## ACTIVITY
Count every line below containing "target"; state the number only.

Collected data entries:
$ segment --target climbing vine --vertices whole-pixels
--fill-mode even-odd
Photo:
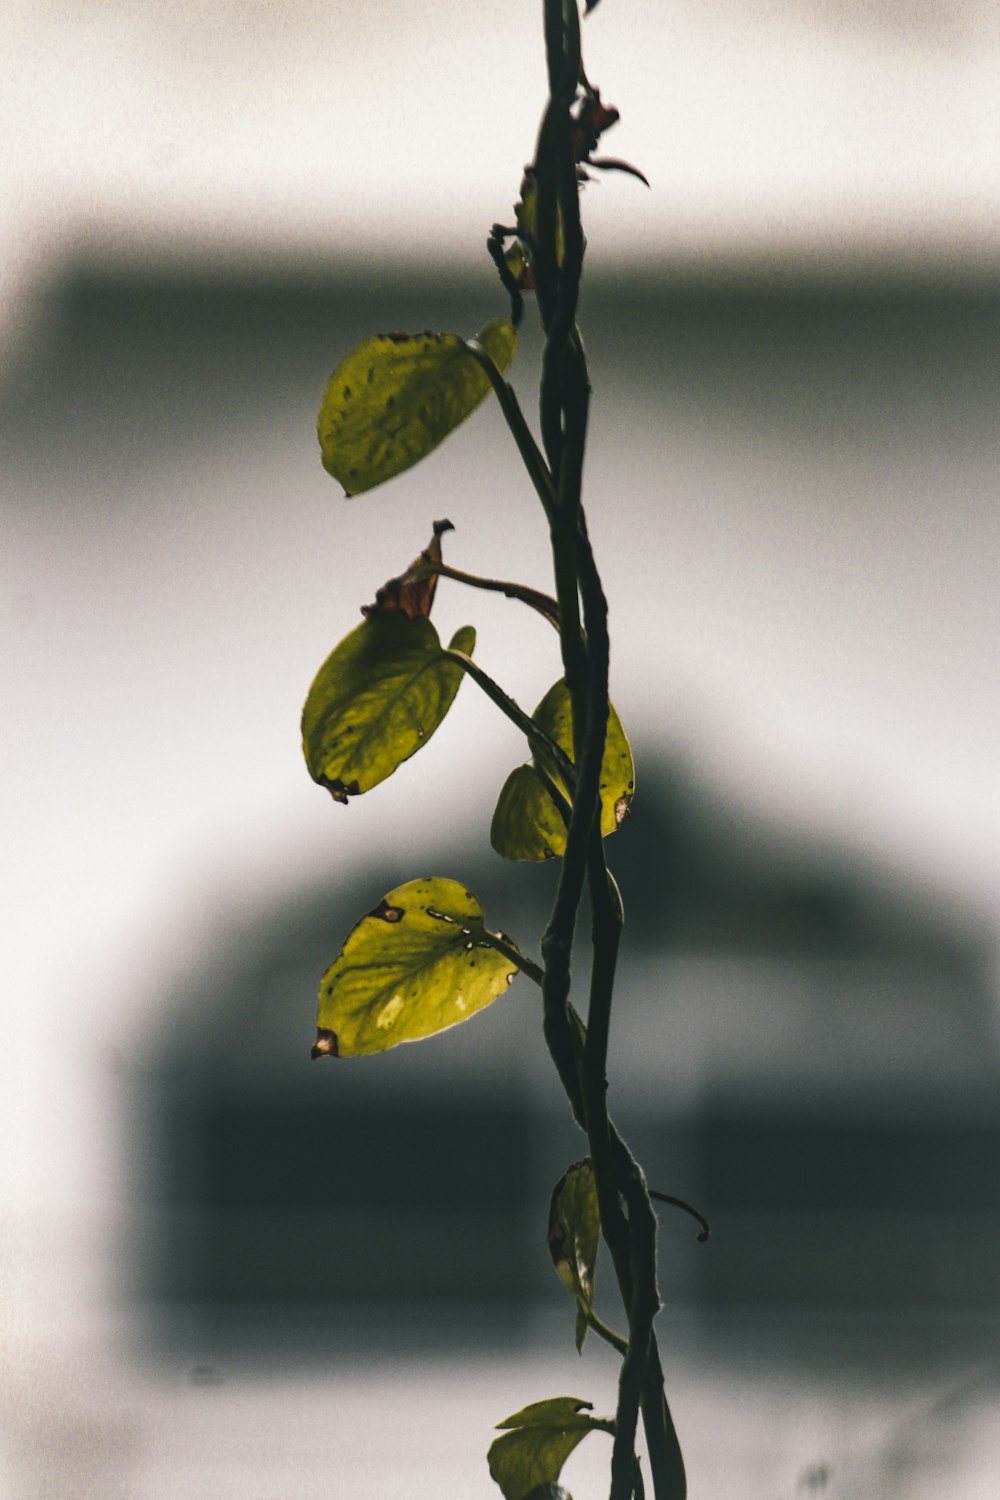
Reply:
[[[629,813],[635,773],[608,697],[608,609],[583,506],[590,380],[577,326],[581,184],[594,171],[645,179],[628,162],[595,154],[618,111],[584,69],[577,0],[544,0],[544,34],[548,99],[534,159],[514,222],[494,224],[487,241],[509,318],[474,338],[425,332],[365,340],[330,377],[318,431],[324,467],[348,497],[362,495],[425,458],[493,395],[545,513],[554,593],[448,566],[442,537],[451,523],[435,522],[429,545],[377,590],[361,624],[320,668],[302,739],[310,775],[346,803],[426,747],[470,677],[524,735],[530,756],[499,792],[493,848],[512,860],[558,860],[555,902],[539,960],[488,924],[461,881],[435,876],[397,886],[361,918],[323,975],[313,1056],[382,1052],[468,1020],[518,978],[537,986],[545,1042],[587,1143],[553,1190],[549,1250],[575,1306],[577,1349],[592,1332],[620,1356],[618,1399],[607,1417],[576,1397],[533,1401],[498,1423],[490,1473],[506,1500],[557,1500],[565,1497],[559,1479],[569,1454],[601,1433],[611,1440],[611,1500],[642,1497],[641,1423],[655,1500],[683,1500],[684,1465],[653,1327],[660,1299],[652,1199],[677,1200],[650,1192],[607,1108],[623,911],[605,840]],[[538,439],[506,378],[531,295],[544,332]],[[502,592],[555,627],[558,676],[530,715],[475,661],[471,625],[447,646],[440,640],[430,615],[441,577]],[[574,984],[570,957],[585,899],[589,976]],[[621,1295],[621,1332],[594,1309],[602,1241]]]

==

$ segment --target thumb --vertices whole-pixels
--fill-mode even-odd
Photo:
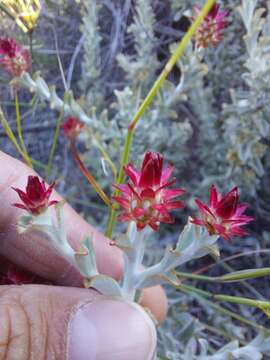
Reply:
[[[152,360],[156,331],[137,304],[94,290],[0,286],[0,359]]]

## REPLY
2